The required result is an exact copy of the lines beginning at the line that contains "Locate the television" and ending at the last line of the material below.

Segment Open

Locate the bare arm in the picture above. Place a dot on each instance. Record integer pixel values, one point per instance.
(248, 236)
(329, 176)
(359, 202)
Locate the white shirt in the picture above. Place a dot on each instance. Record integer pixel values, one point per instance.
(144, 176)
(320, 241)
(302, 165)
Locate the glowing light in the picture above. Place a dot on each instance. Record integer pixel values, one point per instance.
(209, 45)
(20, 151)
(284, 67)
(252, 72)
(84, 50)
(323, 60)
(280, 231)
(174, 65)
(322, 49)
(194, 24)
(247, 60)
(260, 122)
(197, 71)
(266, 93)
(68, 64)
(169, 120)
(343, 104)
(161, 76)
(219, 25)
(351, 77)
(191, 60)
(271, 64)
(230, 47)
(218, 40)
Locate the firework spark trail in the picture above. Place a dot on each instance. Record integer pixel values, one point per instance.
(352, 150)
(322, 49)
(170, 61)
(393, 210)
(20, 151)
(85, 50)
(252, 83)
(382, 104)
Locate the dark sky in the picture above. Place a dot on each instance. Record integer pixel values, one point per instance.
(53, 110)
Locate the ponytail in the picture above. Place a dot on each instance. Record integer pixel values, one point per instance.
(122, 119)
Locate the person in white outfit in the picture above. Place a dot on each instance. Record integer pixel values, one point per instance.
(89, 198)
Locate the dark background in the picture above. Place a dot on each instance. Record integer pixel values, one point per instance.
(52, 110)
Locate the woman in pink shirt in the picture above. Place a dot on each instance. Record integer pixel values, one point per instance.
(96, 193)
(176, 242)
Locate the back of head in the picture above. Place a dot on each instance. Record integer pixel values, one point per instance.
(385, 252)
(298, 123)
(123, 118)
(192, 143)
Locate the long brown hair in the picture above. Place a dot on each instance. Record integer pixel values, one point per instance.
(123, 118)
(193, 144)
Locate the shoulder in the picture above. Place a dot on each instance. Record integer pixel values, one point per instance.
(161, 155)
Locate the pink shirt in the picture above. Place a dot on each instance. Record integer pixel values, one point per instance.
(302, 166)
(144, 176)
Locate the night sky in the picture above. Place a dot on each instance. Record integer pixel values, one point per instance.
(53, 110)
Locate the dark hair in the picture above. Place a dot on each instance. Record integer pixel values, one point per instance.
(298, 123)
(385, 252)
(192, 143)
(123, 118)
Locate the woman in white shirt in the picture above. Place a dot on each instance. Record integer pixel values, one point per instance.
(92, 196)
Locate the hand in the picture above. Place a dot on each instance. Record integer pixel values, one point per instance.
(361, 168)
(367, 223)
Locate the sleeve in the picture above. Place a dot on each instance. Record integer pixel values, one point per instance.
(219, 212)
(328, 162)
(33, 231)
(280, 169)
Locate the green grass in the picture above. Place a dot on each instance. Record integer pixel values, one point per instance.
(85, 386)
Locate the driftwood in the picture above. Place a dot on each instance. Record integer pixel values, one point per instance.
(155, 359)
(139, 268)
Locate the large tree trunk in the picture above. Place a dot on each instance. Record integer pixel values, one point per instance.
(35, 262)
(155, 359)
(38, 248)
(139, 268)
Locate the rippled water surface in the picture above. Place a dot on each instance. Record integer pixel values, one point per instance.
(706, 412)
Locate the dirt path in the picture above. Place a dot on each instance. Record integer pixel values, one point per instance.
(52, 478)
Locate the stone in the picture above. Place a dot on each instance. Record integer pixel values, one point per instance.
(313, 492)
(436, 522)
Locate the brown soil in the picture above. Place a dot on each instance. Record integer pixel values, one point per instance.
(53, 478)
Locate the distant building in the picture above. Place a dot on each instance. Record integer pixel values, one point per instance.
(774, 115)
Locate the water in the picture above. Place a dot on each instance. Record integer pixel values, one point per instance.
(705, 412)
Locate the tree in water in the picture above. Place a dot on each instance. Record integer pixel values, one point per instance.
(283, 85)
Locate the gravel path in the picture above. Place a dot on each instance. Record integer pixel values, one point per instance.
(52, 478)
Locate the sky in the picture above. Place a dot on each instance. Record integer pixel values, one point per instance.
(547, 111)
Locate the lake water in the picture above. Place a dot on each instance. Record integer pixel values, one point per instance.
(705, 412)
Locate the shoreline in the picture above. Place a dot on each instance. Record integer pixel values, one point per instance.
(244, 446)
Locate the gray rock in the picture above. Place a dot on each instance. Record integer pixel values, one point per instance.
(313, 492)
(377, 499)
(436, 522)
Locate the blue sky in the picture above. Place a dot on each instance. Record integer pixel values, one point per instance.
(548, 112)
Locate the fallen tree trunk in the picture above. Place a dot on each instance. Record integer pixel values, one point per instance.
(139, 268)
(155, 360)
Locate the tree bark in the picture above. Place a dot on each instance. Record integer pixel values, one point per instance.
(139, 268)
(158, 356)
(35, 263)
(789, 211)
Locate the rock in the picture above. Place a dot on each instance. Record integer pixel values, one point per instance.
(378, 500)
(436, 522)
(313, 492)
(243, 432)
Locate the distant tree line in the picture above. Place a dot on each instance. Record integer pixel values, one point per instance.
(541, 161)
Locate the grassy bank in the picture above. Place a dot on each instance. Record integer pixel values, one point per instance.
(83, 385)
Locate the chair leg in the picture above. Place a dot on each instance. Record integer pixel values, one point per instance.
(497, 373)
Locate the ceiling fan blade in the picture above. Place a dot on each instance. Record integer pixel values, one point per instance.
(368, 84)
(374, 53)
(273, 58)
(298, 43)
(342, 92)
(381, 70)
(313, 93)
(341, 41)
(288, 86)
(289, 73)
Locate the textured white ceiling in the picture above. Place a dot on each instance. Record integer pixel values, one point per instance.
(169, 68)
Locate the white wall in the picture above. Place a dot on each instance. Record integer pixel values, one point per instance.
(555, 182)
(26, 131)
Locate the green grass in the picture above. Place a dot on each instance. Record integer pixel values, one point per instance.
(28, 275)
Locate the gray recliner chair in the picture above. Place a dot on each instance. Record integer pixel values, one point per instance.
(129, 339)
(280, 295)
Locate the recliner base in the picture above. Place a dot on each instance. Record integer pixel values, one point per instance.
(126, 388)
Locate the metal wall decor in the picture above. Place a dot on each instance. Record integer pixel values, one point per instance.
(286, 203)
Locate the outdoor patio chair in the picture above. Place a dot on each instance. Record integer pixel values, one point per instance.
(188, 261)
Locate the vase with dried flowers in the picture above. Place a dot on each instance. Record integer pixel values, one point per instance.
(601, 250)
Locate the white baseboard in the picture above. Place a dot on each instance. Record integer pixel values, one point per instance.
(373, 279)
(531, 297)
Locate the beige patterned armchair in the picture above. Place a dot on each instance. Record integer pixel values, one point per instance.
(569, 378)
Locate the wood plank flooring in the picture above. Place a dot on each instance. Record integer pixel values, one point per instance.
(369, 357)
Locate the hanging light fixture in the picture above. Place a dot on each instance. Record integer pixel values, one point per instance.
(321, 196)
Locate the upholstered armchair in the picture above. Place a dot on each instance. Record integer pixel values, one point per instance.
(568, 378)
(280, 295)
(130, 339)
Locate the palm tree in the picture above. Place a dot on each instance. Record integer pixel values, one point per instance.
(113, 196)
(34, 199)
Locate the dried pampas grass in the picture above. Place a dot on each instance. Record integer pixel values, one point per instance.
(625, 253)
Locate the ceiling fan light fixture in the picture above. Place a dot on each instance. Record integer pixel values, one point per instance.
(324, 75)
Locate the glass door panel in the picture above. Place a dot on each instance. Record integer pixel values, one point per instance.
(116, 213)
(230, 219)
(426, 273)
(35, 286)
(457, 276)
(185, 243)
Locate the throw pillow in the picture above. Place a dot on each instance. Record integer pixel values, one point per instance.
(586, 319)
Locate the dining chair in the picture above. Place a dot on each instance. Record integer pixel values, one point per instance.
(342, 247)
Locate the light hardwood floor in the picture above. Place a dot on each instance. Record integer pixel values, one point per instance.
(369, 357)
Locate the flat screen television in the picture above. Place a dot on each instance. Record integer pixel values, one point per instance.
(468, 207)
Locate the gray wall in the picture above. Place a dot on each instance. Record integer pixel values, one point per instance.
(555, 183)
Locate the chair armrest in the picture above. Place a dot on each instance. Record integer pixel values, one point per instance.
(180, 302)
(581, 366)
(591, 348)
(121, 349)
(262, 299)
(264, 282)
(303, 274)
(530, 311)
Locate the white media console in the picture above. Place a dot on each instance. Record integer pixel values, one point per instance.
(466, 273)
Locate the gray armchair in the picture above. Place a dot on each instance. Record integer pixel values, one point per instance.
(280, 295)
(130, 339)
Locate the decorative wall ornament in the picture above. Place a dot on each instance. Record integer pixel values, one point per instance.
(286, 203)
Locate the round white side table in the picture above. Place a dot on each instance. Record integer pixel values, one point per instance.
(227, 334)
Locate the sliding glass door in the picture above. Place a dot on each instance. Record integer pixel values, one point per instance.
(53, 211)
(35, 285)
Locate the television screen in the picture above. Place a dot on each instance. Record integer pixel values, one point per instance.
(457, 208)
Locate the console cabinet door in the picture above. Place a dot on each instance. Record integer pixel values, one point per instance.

Segment Closed

TASK RESPONSE —
Locate the television screen in the picture above. Place a dot on each instance. Record integer pixel values, one point per instance.
(457, 208)
Locate the console cabinet door in the picture above. Place a dot on each instance. Record integer pixel values, one point per instance.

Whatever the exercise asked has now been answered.